No se trata, entonces, de establecer un códice de homogeneización ontológica ni de imponer visiones que se suponen copias insuperables de la realidad, sino de aceptar los múltiples bosquejos que millones de individuos trazan en la aventura hedónica de la existencia. No se trata, pues, de tolerar lo que se considera apartado de la normalidad, sino de convivir enriquecedoramente con lo genuinamente diferente.

La ciencia de la educación deberá liberarse de sus núcleos mismificantes para poder acceder a una dimensión creativa y liberadora. El modelo socializador de los conocimientos no podrá ya ser el que impone dogmas intangibles y absolutos con el objetivo de difundir los elementos únicos que tornan posible la igualación formal de todos los seres humanos. Esta igualación formal a partir de la ontología de la mismidad es finalmente violencia contra los individuos concretos toda vez que supone una axiología de idealidades que se desvincula de las condiciones particulares concretas y que se proclama como universalmente válida. El afán igualitario, con toda su utópica grandeza, puede implicar una nivelación tiránica cuando se encabalga en el ímpetu mismificante que universaliza nociones y valores que son propios de culturas particulares (aunque hegemónicas) y se lanza a consumar una mesiánica misión desconociendo la particularidad e historicidad de los valores sostenidos por los seres humanos.

Una educación en y para la diferencia es el desafío que la humanidad deberá afrontar en el futuro inmediato para poder vencer inveterados conflictos e injusticias sempiternas. Educar en y para la diferencia será el único reaseguro que permita que todos los individuos tengan acceso, desde sus invulnerables diferencias, a una vida materialmente digna, ética y feliz.

Notas

1. La ciencia de la educación es entendida en este trabajo como una tecnología que permite la socialización de los individuos en el marco del acervo cultural de una determinada comunidad. Concebida la ciencia de la educación como un saber instrumental (como medio) es obvio que la finalidad que se le adscribe resulta ser un añadido que no puede ser inscripto en la misma como algo que le pertenece de manera inherente. Es por ello que la ciencia de la educación puede ser reduplicativa o recreativa del capital cultural de una sociedad. Esto es, puede ser emancipativa o constrictiva según sea el modelo ontológico-antropológico que la alimenta.

## [TAREAS Y EJERCICIOS]
a - Transcribe del texto sobre la educación y la diferencia el fragmento que va desde "1. La ciencia" hasta "que la alimenta.".
b - Según el texto sobre la educación y la diferencia, ¿por qué la igualación formal basada en la ontología de la mismidad es violencia contra los individuos concretos? Responde en una a tres oraciones.
c - Prosigue el texto sobre la educación y la diferencia a partir de su última oración.
Los registros son un material aparte, sin relación con el texto.

## [LISTADO DE DATOS]
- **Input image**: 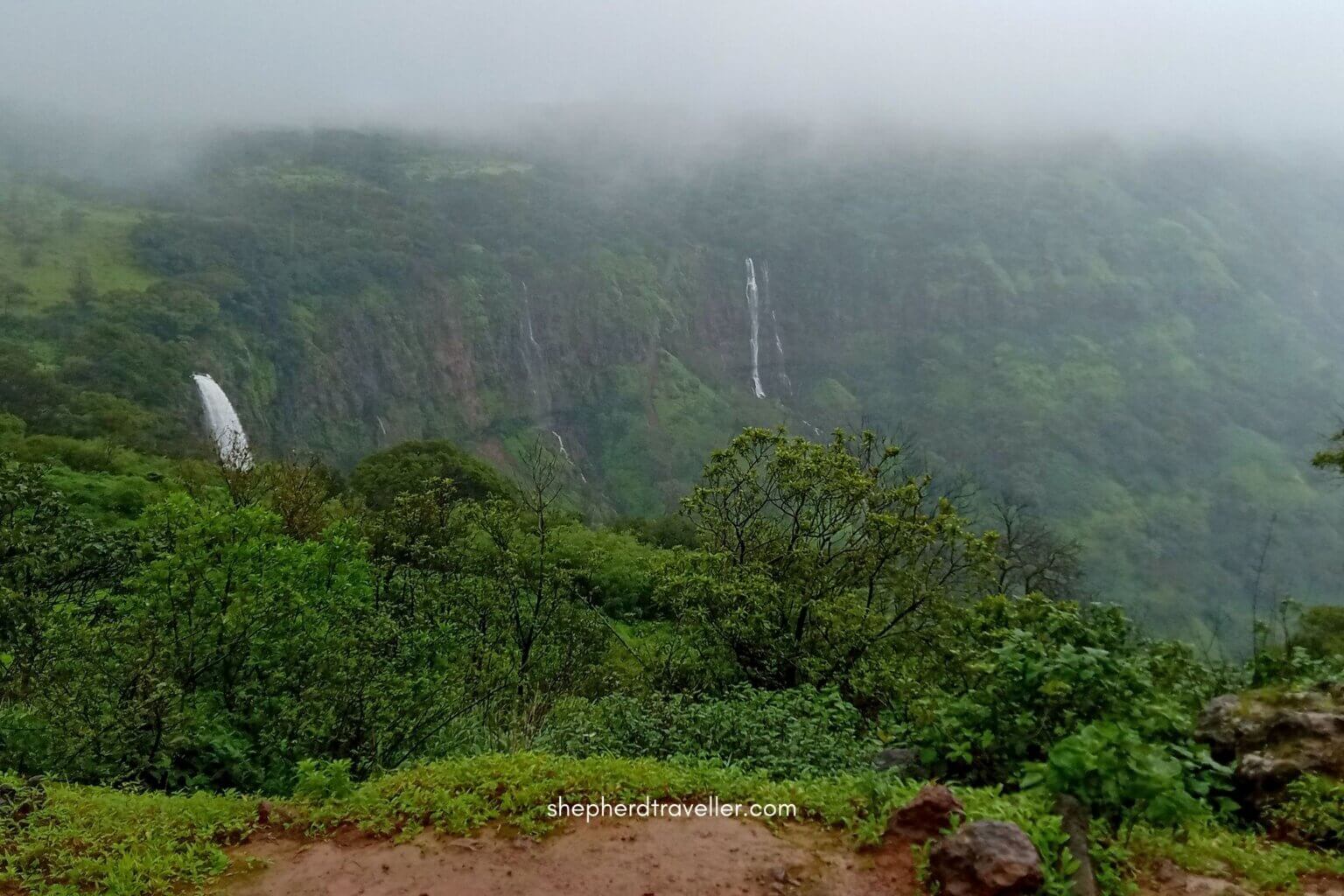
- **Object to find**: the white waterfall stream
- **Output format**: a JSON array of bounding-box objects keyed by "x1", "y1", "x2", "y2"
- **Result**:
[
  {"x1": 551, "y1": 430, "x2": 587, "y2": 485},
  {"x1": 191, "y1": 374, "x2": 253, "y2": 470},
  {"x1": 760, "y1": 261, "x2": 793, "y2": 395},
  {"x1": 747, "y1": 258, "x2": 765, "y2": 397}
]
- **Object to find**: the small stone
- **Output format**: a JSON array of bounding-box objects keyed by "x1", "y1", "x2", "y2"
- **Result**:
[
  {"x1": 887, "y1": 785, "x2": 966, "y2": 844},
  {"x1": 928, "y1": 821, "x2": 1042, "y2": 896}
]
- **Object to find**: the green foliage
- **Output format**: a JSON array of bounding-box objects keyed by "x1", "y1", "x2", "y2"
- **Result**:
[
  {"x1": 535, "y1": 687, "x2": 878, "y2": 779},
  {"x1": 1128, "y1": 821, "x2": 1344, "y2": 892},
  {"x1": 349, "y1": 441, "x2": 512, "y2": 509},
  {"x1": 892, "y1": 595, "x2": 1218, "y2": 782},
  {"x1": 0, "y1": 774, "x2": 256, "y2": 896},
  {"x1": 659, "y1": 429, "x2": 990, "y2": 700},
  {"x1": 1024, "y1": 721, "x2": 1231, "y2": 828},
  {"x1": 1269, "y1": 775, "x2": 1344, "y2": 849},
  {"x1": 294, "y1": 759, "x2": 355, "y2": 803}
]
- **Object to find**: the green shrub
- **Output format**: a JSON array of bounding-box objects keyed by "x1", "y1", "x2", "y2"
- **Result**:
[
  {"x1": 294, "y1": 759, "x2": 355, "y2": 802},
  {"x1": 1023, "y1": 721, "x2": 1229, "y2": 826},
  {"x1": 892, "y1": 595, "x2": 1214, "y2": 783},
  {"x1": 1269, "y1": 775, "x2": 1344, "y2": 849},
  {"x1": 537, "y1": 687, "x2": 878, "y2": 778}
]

## [RESULTADOS]
a -
1. La ciencia de la educación es entendida en este trabajo como una tecnología que permite la socialización de los individuos en el marco del acervo cultural de una determinada comunidad. Concebida la ciencia de la educación como un saber instrumental (como medio) es obvio que la finalidad que se le adscribe resulta ser un añadido que no puede ser inscripto en la misma como algo que le pertenece de manera inherente. Es por ello que la ciencia de la educación puede ser reduplicativa o recreativa del capital cultural de una sociedad. Esto es, puede ser emancipativa o constrictiva según sea el modelo ontológico-antropológico que la alimenta.

b - Lo es porque supone una axiología de idealidades que se desvincula de las condiciones particulares concretas y que se proclama como universalmente válida.

c -
2. La distinción entre una cosmovisión antropocéntrica y una biocéntrica es de fundamental necesidad para la elaboración de una Filosofía de la Otredad. El antropocentrismo de la cultura occidental hegemónica patentiza un unilateralismo potenciado toda vez que representa la centralidad cosmológica de unos pocos seres humanos.

3. La cotidianidad conforma el escenario de la vida. La invisibilización de la cotidianidad es parte integrante del emprendimiento ontológico de la mismidad por entender que en ella los humanos se tornan vulnerables a los encantos de la existencia.

4. La ilusión de universalidad que adjudicamos al ethos occidental proviene de la expansión material y mental que ha alcanzado el mismo apelando a expedientes violentos que se fundan en la ontología de la mismidad que el cuerpo de este trabajo tematiza.

Referencias

Capra, Fritjof 1998 La trama de la vida. Anagrama. Barcelona.

Foucault, Michel 1979 Microfísica del poder. La Piqueta. Madrid.

Maturana, Humberto y Gerda Verden-Zoller 1994 Amor y juego. Fundamentos olvidados del ser. Desde el patriarcado a la democracia. Editorial Instituto de Terapia Cognitiva. Santiago de Chile.

Morin, Edgar y Anne Brigitte Kern 1993 Tierra Patria. Nueva Visión. Buenos Aires.

Singer, Peter 1997 Repensando la vida y la muerte. El derrumbe de nuestra ética tradicional. Paidós. Barcelona.

 

El presente trabajo se enmarca en el Proyecto de Investigación: “La enseñanza de los derechos humanos en la universidad” que se desarrolla bajo la dirección del autor de este artículo y que fuera aprobado y subsidiado por Secretaría de Ciencia y Técnica de la Universidad Nacional de Río Cuarto.